▶ **Provided passage**
I doubt this, but I am open to discussion. Let's try to remain 
civil and calm.

> What, you think stock Win32 widgets are rendered with CPU code 
> with the Aero and later compositors?
>

Win32? Probably still are. WPF and later? No. That has always had 
a DirectX rendering backend. And at least WPF has a reputation of 
being sluggish. I haven't had performance issues with either so 
far, though.

> You're treating custom user CPU rasterisation on pre-defined 
> bounds as the entire rendering paradigm. And you can be assured 
> that your code is reading to- and writing from- a quarantined 
> section of memory that will be later composited by the layout 
> engine.
>
> If you're going to bring up examples, study WPF and UWP. 
> Entirely GPU driven WIMP APIs.
>
> But I guess we still need homework assignments.
>

OK, I'll indulge you in the interest of a civil discussion.

> 1) What is a Z buffer?
>

OK, back to basics. When rendering a 3D scene with opaque 
surfaces, the resulting image only contains the surfaces nearest 
to the camera. The rest is occluded. Solutions like depth sorting 
the triangles and rendering back to front are possible (see e.g. 
the DOOM engine and it's BSP traversal for rendering), but they 
have drawbacks. E.g. even a set of three triangles may be 
mutually overlapping in a way that no consistent z ordering of 
the entire primitives exist. You need to split primitives to make 
that work. And you still need to guarantee sorted input.

A z buffer does solves that problem by storing the minimum z 
value for each pixel that was thus far encountered. When drawing 
a new primitive over that pixel, that primitive's z value is 
first compared to the stored value and when it's further away, it 
is discarded.

Of course, a hardware z buffer can be configured in various other 
interesting ways. E.g. restricting the z value range to half of 
the NDC space, alternating half spaces and simultaneously 
flipping between min and max tests is an old trick to skip 
clearing the z buffer between frames.

There's still more to this topic: transformation of stored z 
values to retain precision on 24 bit integer z buffers, 
hierarchical z buffers, early z testing... I'll just cut it short 
here.

> 2) What is a frustum? What does "orthographic" mean in relation 
> to that?
>

The view frustum is the volume that is mapped to NDC. For 
perspective projection, it's a truncated four-sided pyramid. For 
orthographic projection, it's a cuboid. Fun fact: for correct 
stereo rendering to a flat display, you need asymmetrical 
perspective frustums; doing it with symmetric frustums rotated 
towards the vergence point leads to distortions.

> 3) Comparing the traditional and Aero+ desktop compositors, 
> which one has the advantage with redraws of any kind? Why?

▶ **Data section**
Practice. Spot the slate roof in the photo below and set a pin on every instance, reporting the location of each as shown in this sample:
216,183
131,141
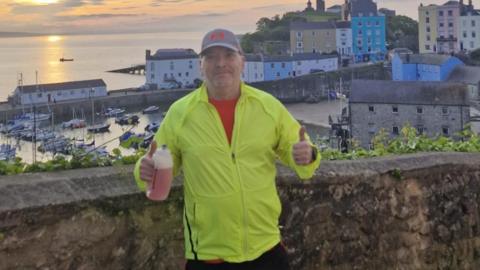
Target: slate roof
171,54
465,74
298,57
411,93
296,26
428,59
62,86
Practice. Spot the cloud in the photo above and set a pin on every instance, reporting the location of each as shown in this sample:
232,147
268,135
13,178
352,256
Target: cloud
96,16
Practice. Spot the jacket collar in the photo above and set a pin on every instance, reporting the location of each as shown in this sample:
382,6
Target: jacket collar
202,94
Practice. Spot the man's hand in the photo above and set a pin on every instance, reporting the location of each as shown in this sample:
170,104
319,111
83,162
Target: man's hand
147,169
302,151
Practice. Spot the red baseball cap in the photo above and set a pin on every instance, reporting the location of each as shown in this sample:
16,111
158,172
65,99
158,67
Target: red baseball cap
220,37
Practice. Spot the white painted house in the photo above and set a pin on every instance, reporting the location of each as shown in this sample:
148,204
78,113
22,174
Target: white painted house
469,31
172,68
306,63
344,39
253,70
56,92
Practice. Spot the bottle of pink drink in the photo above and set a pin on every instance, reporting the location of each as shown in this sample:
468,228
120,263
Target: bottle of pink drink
159,188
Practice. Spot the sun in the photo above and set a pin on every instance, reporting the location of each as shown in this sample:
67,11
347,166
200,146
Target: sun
45,2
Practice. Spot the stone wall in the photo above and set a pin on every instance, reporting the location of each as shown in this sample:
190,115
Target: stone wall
404,212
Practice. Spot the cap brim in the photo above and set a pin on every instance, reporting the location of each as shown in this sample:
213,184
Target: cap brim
228,46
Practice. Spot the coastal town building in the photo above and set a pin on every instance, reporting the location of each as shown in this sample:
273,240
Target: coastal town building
469,28
448,28
387,12
281,67
321,37
470,76
335,9
56,92
253,70
172,68
368,31
423,67
433,108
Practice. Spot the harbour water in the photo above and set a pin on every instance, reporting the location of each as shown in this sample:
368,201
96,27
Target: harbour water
93,56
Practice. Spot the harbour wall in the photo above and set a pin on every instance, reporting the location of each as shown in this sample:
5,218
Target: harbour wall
401,212
313,87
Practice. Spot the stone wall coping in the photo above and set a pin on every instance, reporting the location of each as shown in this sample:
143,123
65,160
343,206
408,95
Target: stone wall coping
35,190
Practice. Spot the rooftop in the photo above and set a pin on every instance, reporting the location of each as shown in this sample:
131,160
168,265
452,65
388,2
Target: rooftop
465,74
62,86
428,59
410,92
170,54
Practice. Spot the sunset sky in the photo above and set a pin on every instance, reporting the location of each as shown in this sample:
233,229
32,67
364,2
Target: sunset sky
107,16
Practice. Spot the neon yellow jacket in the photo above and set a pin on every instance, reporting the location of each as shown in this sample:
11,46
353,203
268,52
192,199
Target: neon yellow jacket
231,201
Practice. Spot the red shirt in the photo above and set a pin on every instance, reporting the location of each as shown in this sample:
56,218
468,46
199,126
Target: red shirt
226,110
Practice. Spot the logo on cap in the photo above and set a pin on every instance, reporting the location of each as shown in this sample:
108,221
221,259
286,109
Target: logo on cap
217,36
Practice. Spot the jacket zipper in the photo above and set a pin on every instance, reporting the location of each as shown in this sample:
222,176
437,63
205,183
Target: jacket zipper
233,147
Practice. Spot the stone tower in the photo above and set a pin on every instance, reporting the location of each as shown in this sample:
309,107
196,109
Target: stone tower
320,6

▶ **Request**
Can you write out, word for word, the part of the rendering discussion above that begins at "The view frustum" and stops after "leads to distortions."?

▶ **Completed task**
The view frustum is the volume that is mapped to NDC. For 
perspective projection, it's a truncated four-sided pyramid. For 
orthographic projection, it's a cuboid. Fun fact: for correct 
stereo rendering to a flat display, you need asymmetrical 
perspective frustums; doing it with symmetric frustums rotated 
towards the vergence point leads to distortions.